* _Material supplied_:
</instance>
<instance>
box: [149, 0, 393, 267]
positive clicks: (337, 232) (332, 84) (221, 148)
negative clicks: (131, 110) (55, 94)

* _What to do_: Go through the records above and write each one out again exactly.

* _Solution to the problem_:
</instance>
<instance>
box: [149, 0, 393, 267]
positive clicks: (337, 232) (332, 84) (221, 148)
negative clicks: (131, 110) (55, 94)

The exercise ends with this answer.